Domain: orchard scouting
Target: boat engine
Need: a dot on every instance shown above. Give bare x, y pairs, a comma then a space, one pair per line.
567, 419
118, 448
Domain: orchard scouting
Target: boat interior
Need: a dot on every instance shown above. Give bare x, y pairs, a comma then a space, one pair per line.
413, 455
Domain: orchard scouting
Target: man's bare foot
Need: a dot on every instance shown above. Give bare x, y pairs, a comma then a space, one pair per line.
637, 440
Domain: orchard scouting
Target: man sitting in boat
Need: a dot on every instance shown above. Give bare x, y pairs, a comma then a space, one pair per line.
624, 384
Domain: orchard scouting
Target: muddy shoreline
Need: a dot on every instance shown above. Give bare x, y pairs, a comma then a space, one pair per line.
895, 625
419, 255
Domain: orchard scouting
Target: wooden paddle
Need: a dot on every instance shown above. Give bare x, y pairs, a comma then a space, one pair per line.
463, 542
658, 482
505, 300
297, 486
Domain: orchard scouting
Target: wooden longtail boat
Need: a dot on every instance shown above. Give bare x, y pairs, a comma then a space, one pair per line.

++++++++++++++++++++

| Task item |
Search the entries for the string "boat" and copy each line where it occurs.

| Exercise answer |
Target: boat engine
Target: boat interior
Target: man sitting in boat
Target: wooden longtail boat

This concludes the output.